→ **Brief 1**
Repeat the passage on bank-brand phishing domains word for word, starting at "Concerningly, purely this" and ending at "dataset) (Figure 1).".
→ **Brief 2**
In the passage on bank-brand phishing domains, how many sites in the high-priority dataset explicitly appear to impersonate a banking brand?

→ **Provided text**
#####

Even in cases where the a site was found to re-direct to a domain which is definitively official (e.g. hsbc.com, lloydsbank.com, natwest.com, santander.com, barclays.co.uk, etc.), this does not necessarily mean that the referring site is innocuous. For example, it is a well-established phishing technique to register a deceptive name to be used as the 'from' address in an email campaign, but configure the domain to re-direct to a legitimate official site, so as to provide an appearance of authenticity.

Of the remaining sites, we then focus on the subset presenting the highest potential threat; namely, those featuring highly relevant keywords such as 'bank' or 'login' in their page title. This yielded a high-priority dataset of just over 100 domain names for more detailed analysis.

Concerningly, purely this simple approach allowed us to identify a number of instances of live, potentially fraudulent sites and other infringements targeting the banking brands. The highest-threat tier of findings are those sites which explicitly appear to be impersonating the brand in question (with varying degrees of quality), presumably as part of phishing attempts or other forms of financial fraud campaign (14 examples in the high-priority dataset) (Figure 1).

Figure 1: Examples of high-threat sites apparently impersonating banking brands (SLDs (second-level domain names, i.e. the part of the domain name to the left of the dot): barclaysbk, barclaysvault, lloydsibankgroup, lloydswealthassetmanagement, natwestbankonline, natwestbonds, natwestsantander, hsbcglobalbank)

#####

Pointing dataset excerpts:
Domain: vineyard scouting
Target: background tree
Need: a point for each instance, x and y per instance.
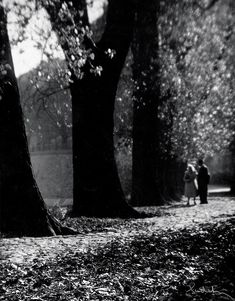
(97, 188)
(22, 210)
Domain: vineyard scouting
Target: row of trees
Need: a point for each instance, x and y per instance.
(173, 100)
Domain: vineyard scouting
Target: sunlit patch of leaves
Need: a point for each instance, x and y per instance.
(190, 264)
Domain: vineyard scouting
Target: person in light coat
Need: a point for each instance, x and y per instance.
(191, 186)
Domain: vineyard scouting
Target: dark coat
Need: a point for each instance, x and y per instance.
(203, 176)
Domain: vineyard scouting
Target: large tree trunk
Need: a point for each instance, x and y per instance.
(145, 189)
(22, 209)
(155, 173)
(97, 188)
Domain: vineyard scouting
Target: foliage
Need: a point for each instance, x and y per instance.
(190, 264)
(197, 67)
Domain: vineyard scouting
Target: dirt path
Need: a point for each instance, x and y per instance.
(21, 250)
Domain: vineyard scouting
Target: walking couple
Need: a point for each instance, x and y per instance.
(196, 183)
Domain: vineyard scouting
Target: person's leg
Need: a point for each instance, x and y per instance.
(204, 195)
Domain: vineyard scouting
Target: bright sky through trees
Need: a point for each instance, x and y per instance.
(26, 54)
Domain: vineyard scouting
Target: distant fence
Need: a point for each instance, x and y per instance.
(53, 172)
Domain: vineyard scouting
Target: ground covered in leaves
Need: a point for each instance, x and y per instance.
(191, 263)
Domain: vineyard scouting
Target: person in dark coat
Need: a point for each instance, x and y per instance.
(203, 179)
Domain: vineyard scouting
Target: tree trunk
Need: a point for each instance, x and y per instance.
(97, 188)
(145, 190)
(154, 170)
(22, 209)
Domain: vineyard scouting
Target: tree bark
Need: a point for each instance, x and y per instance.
(97, 188)
(155, 172)
(22, 209)
(145, 190)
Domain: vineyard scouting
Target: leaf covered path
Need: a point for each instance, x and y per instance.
(102, 231)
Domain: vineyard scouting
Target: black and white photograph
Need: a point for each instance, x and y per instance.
(117, 150)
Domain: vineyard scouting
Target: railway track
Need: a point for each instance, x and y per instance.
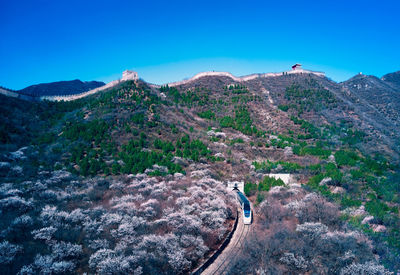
(230, 253)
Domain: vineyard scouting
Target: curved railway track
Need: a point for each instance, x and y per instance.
(222, 263)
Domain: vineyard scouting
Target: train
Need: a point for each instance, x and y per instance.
(246, 209)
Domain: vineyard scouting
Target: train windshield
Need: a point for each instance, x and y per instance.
(246, 209)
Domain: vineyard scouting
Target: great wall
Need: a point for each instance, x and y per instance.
(131, 75)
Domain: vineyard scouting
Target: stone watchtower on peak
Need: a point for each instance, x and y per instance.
(129, 75)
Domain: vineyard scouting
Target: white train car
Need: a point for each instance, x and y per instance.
(246, 209)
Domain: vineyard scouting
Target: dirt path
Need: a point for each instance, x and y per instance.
(222, 263)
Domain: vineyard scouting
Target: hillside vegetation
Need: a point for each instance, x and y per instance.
(133, 179)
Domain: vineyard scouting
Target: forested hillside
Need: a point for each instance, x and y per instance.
(133, 179)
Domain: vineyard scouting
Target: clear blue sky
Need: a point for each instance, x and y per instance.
(44, 41)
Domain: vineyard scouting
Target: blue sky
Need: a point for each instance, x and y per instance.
(45, 41)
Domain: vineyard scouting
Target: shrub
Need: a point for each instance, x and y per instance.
(268, 182)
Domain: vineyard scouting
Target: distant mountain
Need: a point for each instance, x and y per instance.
(133, 178)
(393, 79)
(61, 88)
(376, 99)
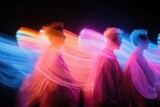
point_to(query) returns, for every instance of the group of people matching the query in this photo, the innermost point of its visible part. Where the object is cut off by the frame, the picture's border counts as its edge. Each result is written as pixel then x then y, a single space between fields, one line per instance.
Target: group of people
pixel 52 85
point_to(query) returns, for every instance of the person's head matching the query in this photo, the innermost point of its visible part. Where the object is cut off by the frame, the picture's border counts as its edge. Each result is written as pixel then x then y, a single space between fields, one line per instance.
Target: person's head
pixel 54 32
pixel 139 38
pixel 113 36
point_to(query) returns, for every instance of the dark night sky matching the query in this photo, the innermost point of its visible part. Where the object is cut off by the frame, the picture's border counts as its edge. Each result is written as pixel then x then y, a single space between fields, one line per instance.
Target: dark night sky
pixel 76 15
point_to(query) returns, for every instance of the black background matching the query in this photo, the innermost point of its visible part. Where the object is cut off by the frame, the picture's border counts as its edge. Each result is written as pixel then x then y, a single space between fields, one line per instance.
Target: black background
pixel 97 15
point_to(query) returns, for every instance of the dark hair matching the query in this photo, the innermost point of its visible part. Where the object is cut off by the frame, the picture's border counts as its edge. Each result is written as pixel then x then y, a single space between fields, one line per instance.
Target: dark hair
pixel 138 35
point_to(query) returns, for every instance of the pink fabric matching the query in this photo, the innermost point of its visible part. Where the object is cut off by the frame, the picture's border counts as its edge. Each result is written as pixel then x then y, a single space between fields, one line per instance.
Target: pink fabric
pixel 142 75
pixel 50 84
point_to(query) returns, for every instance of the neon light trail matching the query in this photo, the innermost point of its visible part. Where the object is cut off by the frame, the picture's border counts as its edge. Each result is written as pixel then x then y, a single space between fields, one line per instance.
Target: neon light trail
pixel 18 57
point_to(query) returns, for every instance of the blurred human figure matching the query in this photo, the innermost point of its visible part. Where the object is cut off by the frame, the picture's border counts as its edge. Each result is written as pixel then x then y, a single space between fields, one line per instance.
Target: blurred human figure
pixel 109 85
pixel 140 77
pixel 51 84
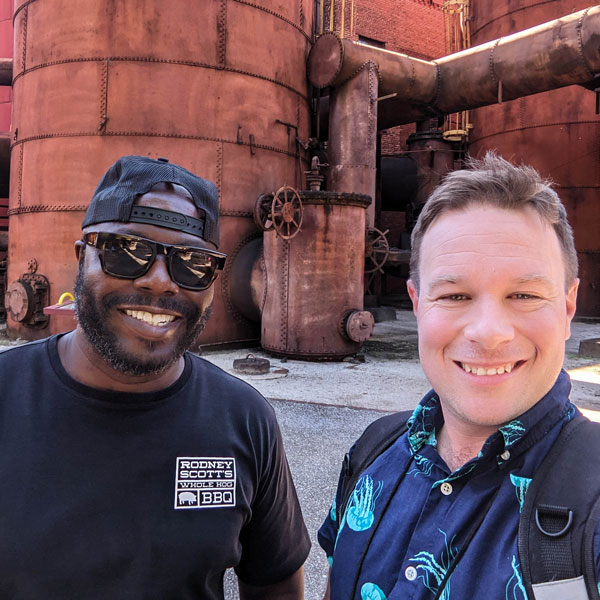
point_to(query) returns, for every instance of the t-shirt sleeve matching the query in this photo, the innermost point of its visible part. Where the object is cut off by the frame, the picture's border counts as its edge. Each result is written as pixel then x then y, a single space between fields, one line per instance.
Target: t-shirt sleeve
pixel 597 554
pixel 328 532
pixel 275 542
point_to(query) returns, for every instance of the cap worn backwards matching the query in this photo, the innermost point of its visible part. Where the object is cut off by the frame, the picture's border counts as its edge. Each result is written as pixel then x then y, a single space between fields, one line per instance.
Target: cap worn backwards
pixel 132 176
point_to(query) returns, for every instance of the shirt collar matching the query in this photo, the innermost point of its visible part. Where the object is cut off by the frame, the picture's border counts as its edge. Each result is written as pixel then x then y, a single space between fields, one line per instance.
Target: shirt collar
pixel 511 439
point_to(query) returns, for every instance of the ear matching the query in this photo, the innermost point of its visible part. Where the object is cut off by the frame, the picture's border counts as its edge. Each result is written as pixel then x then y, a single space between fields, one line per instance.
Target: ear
pixel 571 306
pixel 79 245
pixel 413 292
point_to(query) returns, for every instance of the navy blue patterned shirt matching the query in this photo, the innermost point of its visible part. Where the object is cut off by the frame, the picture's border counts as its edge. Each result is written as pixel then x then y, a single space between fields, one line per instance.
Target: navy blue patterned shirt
pixel 429 513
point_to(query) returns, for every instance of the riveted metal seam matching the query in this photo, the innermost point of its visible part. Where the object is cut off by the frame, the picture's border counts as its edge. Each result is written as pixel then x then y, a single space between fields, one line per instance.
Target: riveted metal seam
pixel 371 116
pixel 219 167
pixel 104 97
pixel 225 281
pixel 438 85
pixel 169 61
pixel 510 12
pixel 20 183
pixel 203 138
pixel 491 63
pixel 24 39
pixel 279 16
pixel 539 126
pixel 366 65
pixel 222 34
pixel 580 42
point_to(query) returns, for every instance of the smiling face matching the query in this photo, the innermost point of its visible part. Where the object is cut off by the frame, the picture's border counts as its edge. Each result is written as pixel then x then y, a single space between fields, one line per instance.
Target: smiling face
pixel 141 326
pixel 492 311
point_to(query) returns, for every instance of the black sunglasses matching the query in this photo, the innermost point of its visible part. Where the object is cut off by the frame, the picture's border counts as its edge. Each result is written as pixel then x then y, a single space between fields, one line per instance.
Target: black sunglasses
pixel 130 257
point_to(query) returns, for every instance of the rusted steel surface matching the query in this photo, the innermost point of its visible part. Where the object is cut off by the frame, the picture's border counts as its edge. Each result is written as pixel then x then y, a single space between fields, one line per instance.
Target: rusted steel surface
pixel 4 165
pixel 139 79
pixel 353 137
pixel 315 280
pixel 434 157
pixel 555 54
pixel 557 132
pixel 5 71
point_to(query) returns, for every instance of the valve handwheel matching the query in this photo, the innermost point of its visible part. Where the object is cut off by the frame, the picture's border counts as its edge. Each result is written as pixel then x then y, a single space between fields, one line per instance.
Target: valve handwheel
pixel 377 250
pixel 286 212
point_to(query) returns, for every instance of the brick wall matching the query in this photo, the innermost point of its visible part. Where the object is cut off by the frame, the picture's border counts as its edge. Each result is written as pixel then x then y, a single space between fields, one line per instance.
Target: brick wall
pixel 414 27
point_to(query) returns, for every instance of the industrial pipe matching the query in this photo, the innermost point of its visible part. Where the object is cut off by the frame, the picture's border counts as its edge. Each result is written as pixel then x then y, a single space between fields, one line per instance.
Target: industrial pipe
pixel 353 124
pixel 5 71
pixel 552 55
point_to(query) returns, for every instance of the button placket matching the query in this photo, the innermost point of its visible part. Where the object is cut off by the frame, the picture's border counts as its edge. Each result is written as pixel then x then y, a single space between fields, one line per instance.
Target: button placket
pixel 446 488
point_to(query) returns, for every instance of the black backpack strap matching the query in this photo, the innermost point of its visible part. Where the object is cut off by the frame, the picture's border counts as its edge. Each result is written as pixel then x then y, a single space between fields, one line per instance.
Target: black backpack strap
pixel 375 440
pixel 559 517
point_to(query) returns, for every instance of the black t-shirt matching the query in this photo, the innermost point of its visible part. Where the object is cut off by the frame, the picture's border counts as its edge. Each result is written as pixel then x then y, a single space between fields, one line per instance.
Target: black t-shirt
pixel 112 495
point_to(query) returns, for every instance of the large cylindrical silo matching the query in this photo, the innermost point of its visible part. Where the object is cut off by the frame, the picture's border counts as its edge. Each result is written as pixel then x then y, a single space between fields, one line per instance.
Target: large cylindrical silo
pixel 558 132
pixel 218 86
pixel 313 299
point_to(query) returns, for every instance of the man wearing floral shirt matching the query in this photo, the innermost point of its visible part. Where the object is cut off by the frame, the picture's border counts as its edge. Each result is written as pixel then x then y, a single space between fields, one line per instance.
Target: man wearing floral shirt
pixel 493 285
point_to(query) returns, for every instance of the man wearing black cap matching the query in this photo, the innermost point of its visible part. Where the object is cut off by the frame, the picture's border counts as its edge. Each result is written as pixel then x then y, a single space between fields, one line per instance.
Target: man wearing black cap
pixel 131 468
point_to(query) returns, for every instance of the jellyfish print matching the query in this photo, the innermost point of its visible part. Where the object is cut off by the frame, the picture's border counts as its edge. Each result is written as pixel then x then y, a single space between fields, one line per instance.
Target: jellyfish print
pixel 432 571
pixel 512 432
pixel 521 486
pixel 360 513
pixel 515 590
pixel 424 466
pixel 371 591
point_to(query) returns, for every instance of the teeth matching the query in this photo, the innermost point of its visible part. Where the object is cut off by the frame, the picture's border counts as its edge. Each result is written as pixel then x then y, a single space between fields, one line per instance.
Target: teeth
pixel 492 371
pixel 158 320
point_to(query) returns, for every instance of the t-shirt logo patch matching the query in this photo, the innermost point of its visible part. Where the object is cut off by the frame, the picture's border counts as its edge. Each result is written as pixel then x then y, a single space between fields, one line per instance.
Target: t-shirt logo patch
pixel 204 482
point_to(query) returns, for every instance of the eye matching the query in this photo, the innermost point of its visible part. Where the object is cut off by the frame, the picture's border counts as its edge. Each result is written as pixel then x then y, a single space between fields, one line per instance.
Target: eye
pixel 454 297
pixel 524 296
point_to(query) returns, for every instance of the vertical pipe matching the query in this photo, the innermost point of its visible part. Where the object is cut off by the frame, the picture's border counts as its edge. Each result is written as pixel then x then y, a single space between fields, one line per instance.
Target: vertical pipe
pixel 353 136
pixel 330 15
pixel 321 15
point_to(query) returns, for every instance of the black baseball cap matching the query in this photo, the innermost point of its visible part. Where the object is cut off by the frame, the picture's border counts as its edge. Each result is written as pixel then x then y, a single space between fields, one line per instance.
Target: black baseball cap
pixel 132 176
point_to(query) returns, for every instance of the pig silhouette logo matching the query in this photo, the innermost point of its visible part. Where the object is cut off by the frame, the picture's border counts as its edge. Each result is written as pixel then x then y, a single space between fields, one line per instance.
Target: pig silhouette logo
pixel 188 498
pixel 203 482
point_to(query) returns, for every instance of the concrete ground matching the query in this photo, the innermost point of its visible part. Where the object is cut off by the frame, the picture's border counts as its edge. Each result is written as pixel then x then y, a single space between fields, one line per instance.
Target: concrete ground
pixel 323 407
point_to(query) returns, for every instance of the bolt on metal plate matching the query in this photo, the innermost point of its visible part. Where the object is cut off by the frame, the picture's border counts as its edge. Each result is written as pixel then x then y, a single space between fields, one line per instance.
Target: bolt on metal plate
pixel 251 365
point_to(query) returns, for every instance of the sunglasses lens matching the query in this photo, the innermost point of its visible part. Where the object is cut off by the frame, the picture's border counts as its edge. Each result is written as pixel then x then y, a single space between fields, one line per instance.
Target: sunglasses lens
pixel 193 269
pixel 127 257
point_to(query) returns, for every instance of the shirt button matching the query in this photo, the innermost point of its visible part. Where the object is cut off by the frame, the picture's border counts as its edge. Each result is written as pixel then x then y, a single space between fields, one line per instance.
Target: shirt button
pixel 446 488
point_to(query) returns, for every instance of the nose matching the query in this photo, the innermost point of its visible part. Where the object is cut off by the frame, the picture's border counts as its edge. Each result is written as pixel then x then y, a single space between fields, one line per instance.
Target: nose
pixel 157 280
pixel 489 324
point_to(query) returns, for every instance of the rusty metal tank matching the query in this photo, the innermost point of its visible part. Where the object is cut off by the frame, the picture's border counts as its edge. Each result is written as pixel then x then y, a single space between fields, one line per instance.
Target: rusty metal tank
pixel 218 86
pixel 558 132
pixel 314 277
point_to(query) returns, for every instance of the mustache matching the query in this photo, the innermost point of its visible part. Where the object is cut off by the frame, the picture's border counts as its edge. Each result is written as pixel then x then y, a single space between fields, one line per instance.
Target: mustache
pixel 187 309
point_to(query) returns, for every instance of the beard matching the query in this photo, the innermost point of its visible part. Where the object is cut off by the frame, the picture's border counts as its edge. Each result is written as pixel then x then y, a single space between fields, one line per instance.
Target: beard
pixel 93 315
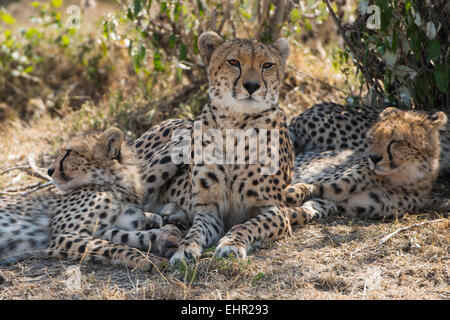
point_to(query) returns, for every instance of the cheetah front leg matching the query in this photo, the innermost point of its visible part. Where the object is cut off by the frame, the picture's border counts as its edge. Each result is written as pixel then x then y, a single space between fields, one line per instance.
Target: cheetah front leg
pixel 206 230
pixel 163 242
pixel 272 223
pixel 76 247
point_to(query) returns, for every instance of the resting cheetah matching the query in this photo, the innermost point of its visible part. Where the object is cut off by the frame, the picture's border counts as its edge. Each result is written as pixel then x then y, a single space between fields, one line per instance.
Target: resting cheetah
pixel 235 202
pixel 330 126
pixel 97 217
pixel 396 177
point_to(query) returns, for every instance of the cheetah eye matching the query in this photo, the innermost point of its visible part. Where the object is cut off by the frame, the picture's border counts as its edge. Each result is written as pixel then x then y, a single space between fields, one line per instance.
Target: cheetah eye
pixel 268 65
pixel 234 63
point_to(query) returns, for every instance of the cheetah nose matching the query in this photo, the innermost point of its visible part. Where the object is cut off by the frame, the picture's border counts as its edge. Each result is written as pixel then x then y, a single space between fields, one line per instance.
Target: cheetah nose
pixel 375 158
pixel 251 86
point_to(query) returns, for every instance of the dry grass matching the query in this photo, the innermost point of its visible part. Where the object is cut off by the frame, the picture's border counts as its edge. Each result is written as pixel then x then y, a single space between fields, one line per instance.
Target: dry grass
pixel 336 258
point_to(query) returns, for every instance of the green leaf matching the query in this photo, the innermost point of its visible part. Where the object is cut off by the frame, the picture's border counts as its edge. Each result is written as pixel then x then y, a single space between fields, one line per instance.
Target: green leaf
pixel 57 3
pixel 295 15
pixel 433 50
pixel 441 72
pixel 386 17
pixel 172 41
pixel 28 69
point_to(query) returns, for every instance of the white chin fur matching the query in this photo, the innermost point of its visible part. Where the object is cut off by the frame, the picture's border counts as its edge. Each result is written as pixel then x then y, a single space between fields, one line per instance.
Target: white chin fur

#####

→ **Worked solution 1**
Concerningly, purely this simple approach allowed us to identify a number of instances of live, potentially fraudulent sites and other infringements targeting the banking brands. The highest-threat tier of findings are those sites which explicitly appear to be impersonating the brand in question (with varying degrees of quality), presumably as part of phishing attempts or other forms of financial fraud campaign (14 examples in the high-priority dataset) (Figure 1).

→ **Worked solution 2**
14